[Records from a dataset]
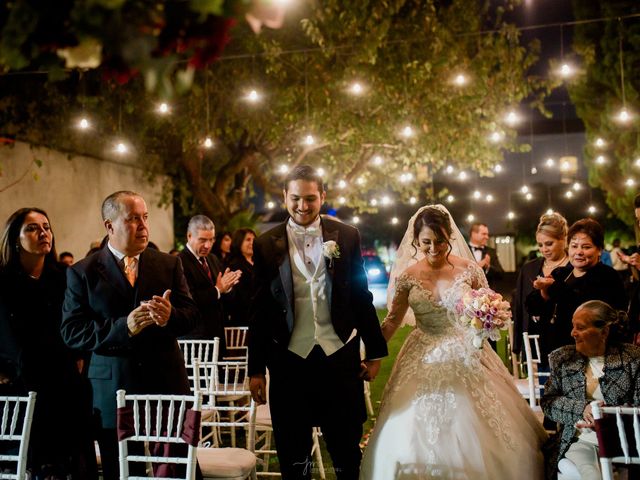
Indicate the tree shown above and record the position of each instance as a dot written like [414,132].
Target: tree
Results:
[597,95]
[405,55]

- Set task: Recast the lines of the records above as a JSON list of strings, one string per line and no blank lines. Leave the pictures out of the list.

- Reply:
[
  "Indicate the tree shown above and record the position of each instance as a dot written like [414,132].",
  "Target: tree",
  "Results:",
  "[597,95]",
  "[405,55]"
]